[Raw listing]
[start]

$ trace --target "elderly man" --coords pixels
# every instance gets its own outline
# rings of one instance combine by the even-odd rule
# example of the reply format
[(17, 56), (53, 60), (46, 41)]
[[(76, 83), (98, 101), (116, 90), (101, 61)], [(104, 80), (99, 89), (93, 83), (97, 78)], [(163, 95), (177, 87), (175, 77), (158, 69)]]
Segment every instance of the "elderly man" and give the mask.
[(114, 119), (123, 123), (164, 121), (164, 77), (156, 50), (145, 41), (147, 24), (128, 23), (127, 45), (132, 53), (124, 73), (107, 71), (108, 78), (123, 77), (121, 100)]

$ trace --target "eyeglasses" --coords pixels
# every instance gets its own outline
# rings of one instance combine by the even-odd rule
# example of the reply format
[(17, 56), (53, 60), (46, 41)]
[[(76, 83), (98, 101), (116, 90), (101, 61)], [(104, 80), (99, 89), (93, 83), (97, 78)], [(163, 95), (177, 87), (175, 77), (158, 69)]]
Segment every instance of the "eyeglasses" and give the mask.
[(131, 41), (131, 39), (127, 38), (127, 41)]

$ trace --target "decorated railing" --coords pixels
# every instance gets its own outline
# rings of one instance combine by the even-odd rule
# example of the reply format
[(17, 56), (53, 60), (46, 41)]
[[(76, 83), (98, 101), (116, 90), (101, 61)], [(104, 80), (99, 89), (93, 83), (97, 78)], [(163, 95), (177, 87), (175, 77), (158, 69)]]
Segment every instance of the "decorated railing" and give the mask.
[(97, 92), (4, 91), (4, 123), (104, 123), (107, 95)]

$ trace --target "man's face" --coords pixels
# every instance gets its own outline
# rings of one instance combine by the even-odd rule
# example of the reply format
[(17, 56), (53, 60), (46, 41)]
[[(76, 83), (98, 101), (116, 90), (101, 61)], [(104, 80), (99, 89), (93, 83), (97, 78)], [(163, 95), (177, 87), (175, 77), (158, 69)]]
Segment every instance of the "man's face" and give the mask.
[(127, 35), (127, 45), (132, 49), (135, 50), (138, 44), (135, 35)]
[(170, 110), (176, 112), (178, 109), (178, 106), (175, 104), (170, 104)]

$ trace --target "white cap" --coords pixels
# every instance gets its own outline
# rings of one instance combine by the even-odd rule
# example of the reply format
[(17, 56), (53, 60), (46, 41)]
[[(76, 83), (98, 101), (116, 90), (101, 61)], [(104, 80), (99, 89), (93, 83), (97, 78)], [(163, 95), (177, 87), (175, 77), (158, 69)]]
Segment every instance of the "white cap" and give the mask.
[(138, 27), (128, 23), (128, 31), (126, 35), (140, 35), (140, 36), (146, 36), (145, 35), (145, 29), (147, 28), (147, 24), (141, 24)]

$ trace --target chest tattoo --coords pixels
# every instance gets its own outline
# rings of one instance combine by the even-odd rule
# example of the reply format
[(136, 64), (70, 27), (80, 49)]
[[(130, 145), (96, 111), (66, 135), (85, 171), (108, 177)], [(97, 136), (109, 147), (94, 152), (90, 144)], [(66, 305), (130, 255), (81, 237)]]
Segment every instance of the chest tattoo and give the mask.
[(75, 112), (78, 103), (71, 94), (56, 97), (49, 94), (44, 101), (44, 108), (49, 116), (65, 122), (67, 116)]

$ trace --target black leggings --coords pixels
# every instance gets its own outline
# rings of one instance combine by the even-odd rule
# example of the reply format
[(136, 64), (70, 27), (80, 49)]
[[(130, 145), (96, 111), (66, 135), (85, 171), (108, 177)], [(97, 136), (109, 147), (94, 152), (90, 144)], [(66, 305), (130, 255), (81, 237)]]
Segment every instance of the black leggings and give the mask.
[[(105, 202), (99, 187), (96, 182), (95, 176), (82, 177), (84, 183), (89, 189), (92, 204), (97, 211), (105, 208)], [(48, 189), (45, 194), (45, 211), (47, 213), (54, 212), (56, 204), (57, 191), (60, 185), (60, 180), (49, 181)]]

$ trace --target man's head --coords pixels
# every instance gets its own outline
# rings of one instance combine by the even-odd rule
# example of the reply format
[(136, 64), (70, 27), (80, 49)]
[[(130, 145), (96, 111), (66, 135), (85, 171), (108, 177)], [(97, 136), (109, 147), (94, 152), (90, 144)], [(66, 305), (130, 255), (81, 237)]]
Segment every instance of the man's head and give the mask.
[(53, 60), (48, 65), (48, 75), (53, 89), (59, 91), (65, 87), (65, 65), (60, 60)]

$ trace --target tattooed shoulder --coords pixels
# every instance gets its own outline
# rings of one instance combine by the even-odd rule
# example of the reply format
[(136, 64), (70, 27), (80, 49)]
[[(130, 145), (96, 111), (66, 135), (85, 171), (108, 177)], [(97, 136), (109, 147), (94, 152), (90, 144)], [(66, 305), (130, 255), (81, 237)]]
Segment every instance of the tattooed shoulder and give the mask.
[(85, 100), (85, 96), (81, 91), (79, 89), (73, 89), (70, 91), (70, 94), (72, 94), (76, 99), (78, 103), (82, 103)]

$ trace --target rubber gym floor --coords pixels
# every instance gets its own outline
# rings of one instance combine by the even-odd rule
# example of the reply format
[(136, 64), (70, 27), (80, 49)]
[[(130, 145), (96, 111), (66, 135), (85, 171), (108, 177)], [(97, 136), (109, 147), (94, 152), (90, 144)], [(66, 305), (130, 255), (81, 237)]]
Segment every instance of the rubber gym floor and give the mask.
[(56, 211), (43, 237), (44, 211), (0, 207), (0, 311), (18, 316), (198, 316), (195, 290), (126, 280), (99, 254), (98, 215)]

[end]

*Goal*. Please transcribe the listing above line for line, with no changes at all.

*Exercise output*.
$ trace --target "elderly man" --coords pixels
# every instance gets its own outline
# rings of one instance combine by the even-odd rule
# example of the reply format
[(17, 56), (53, 60), (46, 41)]
[[(76, 83), (98, 101), (116, 90), (101, 61)], [(104, 80), (99, 89), (93, 83), (97, 78)], [(163, 95), (177, 87), (175, 77), (158, 69)]]
Segment every instance of the "elderly man" and give the mask.
[(114, 119), (123, 123), (164, 121), (164, 77), (156, 50), (145, 41), (147, 24), (128, 23), (127, 45), (132, 53), (124, 73), (107, 71), (108, 78), (123, 77), (121, 100)]

$ trace --target "eyeglasses" --coords pixels
# every instance gets its own outline
# rings of one instance combine by the even-odd rule
# example of the reply format
[(17, 56), (53, 60), (46, 41)]
[[(76, 83), (98, 101), (116, 90), (101, 61)], [(104, 80), (99, 89), (93, 83), (97, 78)], [(163, 95), (177, 87), (175, 77), (158, 69)]]
Segment every instance of the "eyeglasses" and give the mask.
[(131, 41), (131, 39), (127, 38), (127, 41)]

$ trace --target "decorated railing" --coords pixels
# every instance gets its own outline
# rings of one instance combine by the even-odd rule
# example of the reply format
[(17, 56), (53, 60), (46, 41)]
[[(76, 83), (98, 101), (116, 90), (101, 61)], [(104, 80), (99, 89), (93, 83), (97, 78)], [(163, 95), (177, 87), (175, 77), (158, 69)]]
Segment every instance of the "decorated railing" and give the mask.
[(97, 92), (4, 91), (4, 123), (104, 123), (107, 95)]

$ trace --target "man's face" --coords pixels
# every instance gets its own outline
# rings of one instance combine by the even-odd rule
# example of the reply format
[(17, 56), (53, 60), (46, 41)]
[[(76, 83), (98, 101), (116, 90), (101, 61)], [(104, 80), (99, 89), (93, 83), (97, 78)], [(163, 95), (177, 87), (175, 77), (158, 69)]]
Segment every instance of the "man's face" and give the mask.
[(127, 35), (127, 45), (132, 49), (135, 50), (138, 44), (135, 35)]
[(170, 110), (176, 112), (178, 109), (178, 106), (175, 104), (170, 104)]

$ trace --target "white cap" --coords pixels
# every instance gets its own outline
# rings of one instance combine by the even-odd rule
# example of the reply format
[(17, 56), (53, 60), (46, 41)]
[[(76, 83), (98, 101), (116, 90), (101, 61)], [(104, 80), (99, 89), (93, 83), (97, 78)], [(163, 95), (177, 87), (175, 77), (158, 69)]]
Segment every instance of the "white cap" and give the mask.
[(138, 27), (128, 23), (128, 31), (126, 35), (140, 35), (140, 36), (146, 36), (145, 35), (145, 29), (147, 28), (147, 24), (141, 24)]

$ trace --target chest tattoo --coords pixels
# every instance gets its own outline
# rings of one instance combine by the even-odd rule
# example of the reply format
[(136, 64), (70, 27), (80, 49)]
[[(130, 145), (96, 111), (66, 135), (85, 171), (108, 177)], [(97, 136), (109, 147), (94, 152), (90, 144)], [(66, 305), (130, 255), (81, 237)]]
Segment every instance of the chest tattoo and give the mask.
[(75, 112), (78, 103), (71, 94), (56, 97), (49, 94), (44, 101), (44, 108), (49, 116), (65, 122), (67, 116)]

$ trace --target black leggings --coords pixels
# every instance gets its own outline
# rings of one instance combine by the even-odd rule
# example of the reply format
[(136, 64), (70, 27), (80, 49)]
[[(130, 145), (96, 111), (66, 135), (85, 171), (108, 177)], [(97, 136), (109, 147), (94, 152), (90, 144)], [(66, 305), (130, 255), (81, 237)]]
Segment every instance of the black leggings and give the mask.
[[(105, 202), (99, 187), (96, 182), (95, 176), (82, 177), (84, 183), (89, 189), (92, 204), (97, 211), (105, 208)], [(48, 189), (45, 194), (45, 211), (47, 213), (54, 212), (56, 204), (57, 191), (60, 185), (60, 180), (49, 181)]]

$ trace --target man's head --coords pixels
# every instance gets its own outline
# rings of one instance combine by the even-odd rule
# example of the reply format
[(136, 64), (70, 27), (80, 49)]
[[(130, 145), (96, 111), (66, 135), (85, 171), (108, 177)], [(97, 136), (109, 147), (94, 152), (90, 144)], [(66, 305), (130, 255), (81, 237)]]
Segment every instance of the man's head and give the mask.
[(53, 60), (48, 65), (48, 75), (53, 89), (59, 91), (65, 87), (65, 65), (60, 60)]

$ trace --target tattooed shoulder --coords pixels
# every instance gets its own outline
# rings of one instance combine by the even-odd rule
# example of the reply format
[(136, 64), (70, 27), (80, 49)]
[[(130, 145), (96, 111), (66, 135), (85, 171), (108, 177)], [(97, 136), (109, 147), (94, 152), (90, 144)], [(66, 305), (130, 255), (81, 237)]]
Segment every instance of the tattooed shoulder and give the mask.
[(85, 100), (85, 96), (81, 91), (79, 89), (73, 89), (70, 91), (70, 94), (72, 94), (76, 99), (78, 103), (82, 103)]

$ trace --target rubber gym floor --coords pixels
# every instance gets its own outline
# rings of one instance combine by the even-odd rule
# example of the reply format
[(136, 64), (70, 27), (80, 49)]
[[(130, 145), (96, 111), (66, 135), (85, 171), (108, 177)], [(97, 136), (109, 147), (94, 152), (90, 144)], [(66, 305), (130, 255), (81, 237)]]
Segment every instance of the rubber gym floor and give the mask.
[(56, 211), (43, 237), (44, 211), (0, 207), (0, 311), (18, 316), (198, 316), (195, 290), (126, 280), (99, 254), (98, 215)]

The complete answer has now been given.